AIM OF THE TASK:
The complete listing should be restated exactly.

MATERIAL PROVIDED:
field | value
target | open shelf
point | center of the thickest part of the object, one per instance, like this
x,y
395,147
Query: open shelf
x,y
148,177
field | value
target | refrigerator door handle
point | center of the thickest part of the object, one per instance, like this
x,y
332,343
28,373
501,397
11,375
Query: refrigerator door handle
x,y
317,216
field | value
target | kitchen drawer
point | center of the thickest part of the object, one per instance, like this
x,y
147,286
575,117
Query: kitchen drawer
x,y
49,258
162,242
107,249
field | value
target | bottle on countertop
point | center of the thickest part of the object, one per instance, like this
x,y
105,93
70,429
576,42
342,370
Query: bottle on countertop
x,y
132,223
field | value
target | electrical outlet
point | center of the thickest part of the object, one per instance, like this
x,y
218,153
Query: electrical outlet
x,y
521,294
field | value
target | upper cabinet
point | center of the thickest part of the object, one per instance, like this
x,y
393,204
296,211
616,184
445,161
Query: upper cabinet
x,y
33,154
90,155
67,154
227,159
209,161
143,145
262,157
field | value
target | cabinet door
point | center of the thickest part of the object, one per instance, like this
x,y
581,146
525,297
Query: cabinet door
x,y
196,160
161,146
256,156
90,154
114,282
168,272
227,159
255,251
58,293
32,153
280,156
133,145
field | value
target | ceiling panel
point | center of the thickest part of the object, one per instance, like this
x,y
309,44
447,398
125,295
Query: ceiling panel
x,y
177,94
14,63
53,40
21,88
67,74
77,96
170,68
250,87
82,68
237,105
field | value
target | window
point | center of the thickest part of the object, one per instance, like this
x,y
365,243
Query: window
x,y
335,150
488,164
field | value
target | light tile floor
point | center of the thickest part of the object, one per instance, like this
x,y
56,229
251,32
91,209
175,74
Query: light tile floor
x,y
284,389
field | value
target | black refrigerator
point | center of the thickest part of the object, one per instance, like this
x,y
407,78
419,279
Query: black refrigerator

EXPECTED ANSWER:
field | value
target | open shelf
point | center of the thickest part of the object, one per instance, like this
x,y
395,147
Query: open shelf
x,y
148,177
field | value
target | refrigerator door handle
point | center of the thickest part of the object, one per instance, like this
x,y
332,343
28,373
501,397
11,375
Query: refrigerator door handle
x,y
317,216
field | value
target | kitchen drawer
point | center of the thickest part of the object, one per instance, like this
x,y
147,286
575,117
Query: kitchen drawer
x,y
49,258
162,242
107,249
field | value
target | bottle on countertop
point | center of the thickest part of the object, one per instance, like this
x,y
105,93
70,429
576,42
342,370
Query: bottle on countertop
x,y
132,223
field | value
target | electrical outlet
point | center of the thickest part of the object, one per instance, like this
x,y
218,153
Query: electrical outlet
x,y
521,294
field | value
target | upper cabinet
point | center of the thickest part of the object, one per instance, like this
x,y
393,204
296,211
616,184
445,161
Query: upper cabinet
x,y
33,154
90,155
67,154
227,159
209,161
143,145
262,157
field | value
target | cabinet door
point | center of the thickest part of the object, one per instance, like this
x,y
581,146
525,297
Query: cabinet door
x,y
196,160
161,146
256,156
90,154
114,282
168,272
227,159
255,251
58,293
32,153
280,156
133,145
field | value
target | ceiling panel
point | center of the thickest part of the object, one per instance, like this
x,y
309,44
447,398
125,295
Query: ceiling panel
x,y
177,94
14,63
53,40
21,88
67,74
77,96
170,68
250,87
82,68
237,105
field | value
target | window
point | center of the thickest part of the object, one per instance, like this
x,y
365,243
Query: window
x,y
335,150
488,164
field | value
target | light tile floor
point | center of the thickest part of the object, one per instance, like this
x,y
56,229
251,32
91,209
175,74
Query: light tile floor
x,y
284,389
field | value
target | black refrigerator
point | center of the thickest part of the object, one per instance, like this
x,y
407,78
419,279
Query: black refrigerator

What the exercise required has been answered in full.